● **Written task 1**
Answer these questions using the interview excerpt, with each answer marked by the same letter:
(a) In what month and year did RA move to Devon?
(b) What kind of trees surrounded the property RA purchased there?
(c) What medium and size does the interview excerpt give for "VIADUCT WOOD"?

● **Text excerpt**

RA. And doubting myself.  I would not have had the inspiration - I would merely have been an echo or echoing someone else's thoughts.
 
JL. I understand that in January 1971 you moved to Devon.
 
RA. Yes and the property we purchased was surrounded by trees - beech trees.
 
JL. Do you think that was a factor in the choice?
 
RA. It wasn't conscious, I didn't think I WILL be painting trees from now until I die - but the feeling of the trees, the trunks and their strength and energy, was very very positive.
 
JL RA, could you say something about "VIADUCT WOOD".

RA. VIADUCT WOOD; Watercolour 110 × 80 cm Private collection USA Photo Allan Grainger.

 

 
RA. I think the whiteness is rather akin to what you were talking about earlier, germination.
 
JL. Yes.
 
RA. The White is like the White centre of a seed and it stimulates me when I am painting these white shapes, its as if one is almost inside a seed pod, growing out with it.  Then as you come out, you are given one view across the viaduct with the train on it.  From there you pass into this Elysian Depth of distance. On the right hand side you have Cornwall with its tin mines.
 
JL.  Why Cornwall?
 
RA. Well, I think the centre section with the viaduct and train, one could say is the "within" or belonging to the memory, the view through the railway carriage window, the window frame joining part of the painting.  On the right and left is the "without" or now.  I hope in "VIADUCT WOOD" that I have given concept of space, like a Greek temple with its white pillars.  Also at the same time a sense of space, felt pictorially with its distance and atmospheric perspective.
 
JL. What are you trying to say to the viewer, to the person who looks at this picture?
 
RA. I think I am asking them to come into it, to go on a journey, into the distance, to travel through these layers and these magical places.
 
JL. Would you say it was less a landscape and more a state of mind?
 
RA. It is less a landscape in the accepted sense, like Constable's view of the "Hay Wain" yes it is a state of the vibratory qualities, one against another.
 
JL.  Is that your house on the left?
 
RA. Yes.
 
JL. And when you were doing this 1971 were you aware of your father's graining?  The potential influence?

● **Provided records**
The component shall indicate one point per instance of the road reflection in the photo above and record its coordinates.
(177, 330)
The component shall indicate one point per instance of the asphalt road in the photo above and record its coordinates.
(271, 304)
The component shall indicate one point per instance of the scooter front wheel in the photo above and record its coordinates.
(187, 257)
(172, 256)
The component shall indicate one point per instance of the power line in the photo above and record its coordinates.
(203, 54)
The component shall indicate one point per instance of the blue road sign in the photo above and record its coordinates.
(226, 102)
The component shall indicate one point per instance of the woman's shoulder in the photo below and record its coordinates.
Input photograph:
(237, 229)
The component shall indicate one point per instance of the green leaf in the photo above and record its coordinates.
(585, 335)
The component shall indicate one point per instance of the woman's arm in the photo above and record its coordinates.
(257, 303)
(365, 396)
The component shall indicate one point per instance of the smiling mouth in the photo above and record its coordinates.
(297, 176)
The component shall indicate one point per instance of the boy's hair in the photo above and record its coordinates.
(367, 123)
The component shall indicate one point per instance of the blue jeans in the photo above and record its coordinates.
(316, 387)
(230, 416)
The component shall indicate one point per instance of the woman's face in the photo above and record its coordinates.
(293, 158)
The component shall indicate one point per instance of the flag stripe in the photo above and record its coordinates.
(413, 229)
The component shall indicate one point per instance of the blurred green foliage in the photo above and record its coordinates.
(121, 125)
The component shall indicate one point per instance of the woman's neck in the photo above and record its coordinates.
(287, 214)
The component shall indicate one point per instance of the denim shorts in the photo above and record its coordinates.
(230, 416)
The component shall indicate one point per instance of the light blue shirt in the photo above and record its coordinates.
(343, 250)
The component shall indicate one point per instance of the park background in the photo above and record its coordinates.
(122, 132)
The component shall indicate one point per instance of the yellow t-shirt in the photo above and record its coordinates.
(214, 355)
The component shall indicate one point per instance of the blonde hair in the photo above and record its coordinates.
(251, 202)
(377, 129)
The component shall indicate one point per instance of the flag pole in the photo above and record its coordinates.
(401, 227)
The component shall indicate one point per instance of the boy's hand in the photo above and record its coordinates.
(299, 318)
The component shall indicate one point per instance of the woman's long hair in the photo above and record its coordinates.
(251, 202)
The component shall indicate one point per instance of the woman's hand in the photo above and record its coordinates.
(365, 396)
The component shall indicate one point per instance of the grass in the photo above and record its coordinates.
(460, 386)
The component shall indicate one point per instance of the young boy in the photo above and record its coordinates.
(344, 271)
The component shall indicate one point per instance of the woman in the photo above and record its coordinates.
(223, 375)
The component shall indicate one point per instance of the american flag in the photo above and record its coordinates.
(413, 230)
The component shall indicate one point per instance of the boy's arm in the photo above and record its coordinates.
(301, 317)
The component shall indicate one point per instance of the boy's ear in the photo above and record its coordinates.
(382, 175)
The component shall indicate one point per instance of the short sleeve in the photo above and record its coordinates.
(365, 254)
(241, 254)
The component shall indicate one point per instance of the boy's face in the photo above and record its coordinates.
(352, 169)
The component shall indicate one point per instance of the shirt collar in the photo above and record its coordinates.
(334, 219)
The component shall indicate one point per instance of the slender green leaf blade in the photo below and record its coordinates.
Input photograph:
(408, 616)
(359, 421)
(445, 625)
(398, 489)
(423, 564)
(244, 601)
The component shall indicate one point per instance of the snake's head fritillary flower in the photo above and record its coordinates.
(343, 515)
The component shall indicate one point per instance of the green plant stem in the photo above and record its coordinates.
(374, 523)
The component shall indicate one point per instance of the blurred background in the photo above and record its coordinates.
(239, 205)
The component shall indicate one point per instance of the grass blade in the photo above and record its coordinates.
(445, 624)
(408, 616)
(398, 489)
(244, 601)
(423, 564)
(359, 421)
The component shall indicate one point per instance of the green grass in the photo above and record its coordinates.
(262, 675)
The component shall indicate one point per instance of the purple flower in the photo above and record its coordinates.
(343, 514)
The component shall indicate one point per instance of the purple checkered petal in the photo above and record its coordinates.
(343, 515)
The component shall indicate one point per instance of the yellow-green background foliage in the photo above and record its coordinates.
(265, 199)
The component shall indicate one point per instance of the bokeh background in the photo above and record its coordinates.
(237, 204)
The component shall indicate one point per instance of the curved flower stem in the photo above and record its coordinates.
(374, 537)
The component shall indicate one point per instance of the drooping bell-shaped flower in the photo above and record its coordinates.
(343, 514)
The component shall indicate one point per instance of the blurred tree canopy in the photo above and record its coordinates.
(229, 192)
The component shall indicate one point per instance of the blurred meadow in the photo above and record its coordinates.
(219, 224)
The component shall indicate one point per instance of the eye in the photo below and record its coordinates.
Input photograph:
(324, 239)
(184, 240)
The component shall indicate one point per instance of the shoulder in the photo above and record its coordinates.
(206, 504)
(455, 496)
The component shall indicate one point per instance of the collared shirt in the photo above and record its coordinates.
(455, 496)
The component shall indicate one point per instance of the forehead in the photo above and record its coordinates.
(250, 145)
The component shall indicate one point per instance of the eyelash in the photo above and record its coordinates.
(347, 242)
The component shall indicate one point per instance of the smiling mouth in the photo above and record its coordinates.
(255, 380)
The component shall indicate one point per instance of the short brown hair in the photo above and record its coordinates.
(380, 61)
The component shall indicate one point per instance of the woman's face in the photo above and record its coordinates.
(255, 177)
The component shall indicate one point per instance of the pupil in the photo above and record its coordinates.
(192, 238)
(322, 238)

● **Written task 2**
Output the listing as a two-column CSV with the headers request and points, covering everything from the line that contains "the blurred tree" through the end of the listing, both ends included. Give one row per request, with its text in one quoted field and its answer in another, and turn any line breaks into spaces.

● **Result 1**
(a) January 1971
(b) Beech trees
(c) Watercolour, 110 × 80 cm

● **Result 2**
request,points
"The component shall indicate one point per instance of the blurred tree canopy in the photo above and record its coordinates.","(229, 192)"
"The component shall indicate one point per instance of the blurred meadow in the photo above and record its coordinates.","(219, 224)"
"The component shall indicate one point per instance of the eye in the photo below and record its coordinates. Input photograph:","(324, 239) (184, 240)"
"The component shall indicate one point per instance of the shoulder in the photo above and record its coordinates.","(206, 504) (455, 496)"
"The component shall indicate one point per instance of the collared shirt in the photo above and record its coordinates.","(455, 496)"
"The component shall indicate one point per instance of the forehead in the photo above and record its coordinates.","(250, 145)"
"The component shall indicate one point per instance of the eyelash in the photo above and record its coordinates.","(347, 242)"
"The component shall indicate one point per instance of the smiling mouth in the photo above and record its coordinates.","(255, 380)"
"The component shall indicate one point per instance of the short brown hair in the photo above and record its coordinates.","(380, 61)"
"The component shall indicate one point per instance of the woman's face in the photo above and record its coordinates.","(255, 177)"
"The component shall indicate one point per instance of the pupil in the photo above and record its coordinates.","(192, 238) (322, 238)"